SAMARINDA – Dewan Perwakilan Rakyat Daerah (DPRD) Provinsi Kalimantan Timur (Kaltim) menggelar Rapat Paripurna Ke-44 Masa Sidang III Tahun 2025 di ruang rapat utama Kompleks DPRD Kaltim, Jalan Teuku Umar, Samarinda, Sabtu (29/11/2025). Agenda utama rapat tersebut adalah penyampaian nota penjelasan keuangan dan Rancangan Peraturan Daerah (Raperda) tentang Anggaran Pendapatan dan Belanja Daerah (APBD) Tahun Anggaran 2026.
Rapat dipimpin Ketua DPRD Kaltim Hasanuddin Mas’ud, didampingi Wakil Ketua DPRD Ekti Imanuel, Ananda Emira Moeis, dan Yenni Eviliana. Hadir pula Sekretaris DPRD Kaltim Norhayati Usman serta Sekretaris Daerah Provinsi Kaltim Sri Wahyuni yang mewakili Gubernur Rudy Mas’ud.

Usai memimpin rapat, Hasanuddin Mas’ud akrab disapa Hamas menjelaskan kondisi fiskal Kaltim yang tengah menghadapi tekanan berat. Penyebab utamanya adalah turunnya Dana Transfer ke Daerah (TKD) dari pemerintah pusat, yang dipangkas hingga 66,3 persen.

----

**Petunjuk Tugas:**
1 - Sunting berita rapat paripurna DPRD Kaltim: tulis ulang bagian di antara "SAMARINDA – Dewan" dan "Tahun Anggaran 2026.", termasuk keduanya, dengan mengganti "Sabtu" menjadi "Jumat".
2 - Menurut berita rapat paripurna DPRD Kaltim, berapa persen pemangkasan Dana Transfer ke Daerah dari pemerintah pusat?
Baris-baris di bawah ini tidak diperlukan untuk mengerjakan apa pun.

Entri dari himpunan anotasi titik
----

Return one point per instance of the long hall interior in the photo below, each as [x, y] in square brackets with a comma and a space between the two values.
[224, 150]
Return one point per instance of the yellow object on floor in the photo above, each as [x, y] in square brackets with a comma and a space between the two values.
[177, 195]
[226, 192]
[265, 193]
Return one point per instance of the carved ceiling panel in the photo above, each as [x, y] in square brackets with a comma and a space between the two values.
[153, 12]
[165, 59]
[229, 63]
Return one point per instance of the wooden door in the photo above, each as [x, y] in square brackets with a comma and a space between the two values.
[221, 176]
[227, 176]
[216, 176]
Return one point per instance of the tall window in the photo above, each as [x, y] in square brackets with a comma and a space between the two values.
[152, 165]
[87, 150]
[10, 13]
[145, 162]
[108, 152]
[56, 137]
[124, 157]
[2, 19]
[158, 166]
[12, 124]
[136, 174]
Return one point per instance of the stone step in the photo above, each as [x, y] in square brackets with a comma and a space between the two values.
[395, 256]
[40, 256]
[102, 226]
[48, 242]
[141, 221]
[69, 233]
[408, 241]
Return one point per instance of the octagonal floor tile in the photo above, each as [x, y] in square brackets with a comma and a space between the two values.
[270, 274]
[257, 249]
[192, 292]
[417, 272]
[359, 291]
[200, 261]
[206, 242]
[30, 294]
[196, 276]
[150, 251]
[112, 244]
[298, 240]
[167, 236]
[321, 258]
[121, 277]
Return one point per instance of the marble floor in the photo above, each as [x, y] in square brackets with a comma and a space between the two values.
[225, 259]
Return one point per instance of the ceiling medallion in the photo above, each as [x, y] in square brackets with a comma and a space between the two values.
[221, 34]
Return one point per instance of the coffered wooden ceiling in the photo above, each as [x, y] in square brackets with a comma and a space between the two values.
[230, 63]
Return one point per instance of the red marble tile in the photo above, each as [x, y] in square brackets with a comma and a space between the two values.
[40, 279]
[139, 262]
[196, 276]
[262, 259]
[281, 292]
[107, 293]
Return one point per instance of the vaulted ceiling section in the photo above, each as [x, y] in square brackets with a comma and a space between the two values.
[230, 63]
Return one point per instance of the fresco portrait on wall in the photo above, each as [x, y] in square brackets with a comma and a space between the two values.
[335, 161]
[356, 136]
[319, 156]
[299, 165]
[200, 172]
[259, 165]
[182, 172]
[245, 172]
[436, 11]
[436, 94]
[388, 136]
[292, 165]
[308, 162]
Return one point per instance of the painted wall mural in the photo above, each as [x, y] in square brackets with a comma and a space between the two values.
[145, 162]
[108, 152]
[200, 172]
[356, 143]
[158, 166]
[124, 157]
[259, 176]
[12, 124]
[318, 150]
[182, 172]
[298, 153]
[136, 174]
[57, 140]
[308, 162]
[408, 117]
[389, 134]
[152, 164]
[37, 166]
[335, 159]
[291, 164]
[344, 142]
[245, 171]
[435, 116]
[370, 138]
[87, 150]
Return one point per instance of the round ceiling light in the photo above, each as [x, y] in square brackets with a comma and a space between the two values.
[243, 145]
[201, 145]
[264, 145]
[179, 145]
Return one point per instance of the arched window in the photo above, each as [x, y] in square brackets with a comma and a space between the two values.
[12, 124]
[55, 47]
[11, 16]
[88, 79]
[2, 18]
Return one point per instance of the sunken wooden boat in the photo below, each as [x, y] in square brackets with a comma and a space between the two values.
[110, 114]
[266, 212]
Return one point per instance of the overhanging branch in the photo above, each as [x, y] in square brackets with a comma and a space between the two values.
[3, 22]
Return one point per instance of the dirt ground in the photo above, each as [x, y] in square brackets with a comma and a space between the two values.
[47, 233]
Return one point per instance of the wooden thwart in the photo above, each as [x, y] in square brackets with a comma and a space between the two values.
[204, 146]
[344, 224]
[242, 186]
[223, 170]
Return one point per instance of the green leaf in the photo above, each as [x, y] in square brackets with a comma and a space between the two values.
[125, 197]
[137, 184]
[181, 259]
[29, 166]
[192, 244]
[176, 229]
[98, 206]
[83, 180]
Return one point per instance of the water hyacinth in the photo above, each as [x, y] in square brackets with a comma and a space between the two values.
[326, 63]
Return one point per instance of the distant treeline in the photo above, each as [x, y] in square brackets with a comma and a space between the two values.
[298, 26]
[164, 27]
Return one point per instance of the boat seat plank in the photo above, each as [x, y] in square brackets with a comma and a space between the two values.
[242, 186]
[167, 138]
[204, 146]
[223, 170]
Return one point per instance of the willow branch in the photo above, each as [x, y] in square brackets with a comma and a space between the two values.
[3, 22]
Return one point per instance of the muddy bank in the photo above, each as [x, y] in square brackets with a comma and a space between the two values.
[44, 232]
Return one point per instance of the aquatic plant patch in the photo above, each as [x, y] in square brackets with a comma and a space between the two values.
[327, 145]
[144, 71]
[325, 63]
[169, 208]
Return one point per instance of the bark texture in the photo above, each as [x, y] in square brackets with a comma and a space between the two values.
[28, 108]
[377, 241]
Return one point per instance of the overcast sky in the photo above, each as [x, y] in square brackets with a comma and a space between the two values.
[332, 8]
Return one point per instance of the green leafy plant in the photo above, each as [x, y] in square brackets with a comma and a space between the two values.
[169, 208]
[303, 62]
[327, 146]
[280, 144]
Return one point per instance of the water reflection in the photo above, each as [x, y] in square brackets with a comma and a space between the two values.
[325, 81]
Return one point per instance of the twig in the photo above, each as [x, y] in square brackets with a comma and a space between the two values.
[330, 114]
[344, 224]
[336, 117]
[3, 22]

----

**Hasil per Tugas:**
1 -
SAMARINDA – Dewan Perwakilan Rakyat Daerah (DPRD) Provinsi Kalimantan Timur (Kaltim) menggelar Rapat Paripurna Ke-44 Masa Sidang III Tahun 2025 di ruang rapat utama Kompleks DPRD Kaltim, Jalan Teuku Umar, Samarinda, Jumat (29/11/2025). Agenda utama rapat tersebut adalah penyampaian nota penjelasan keuangan dan Rancangan Peraturan Daerah (Raperda) tentang Anggaran Pendapatan dan Belanja Daerah (APBD) Tahun Anggaran 2026.

2 - Dana Transfer ke Daerah (TKD) dipangkas hingga 66,3 persen.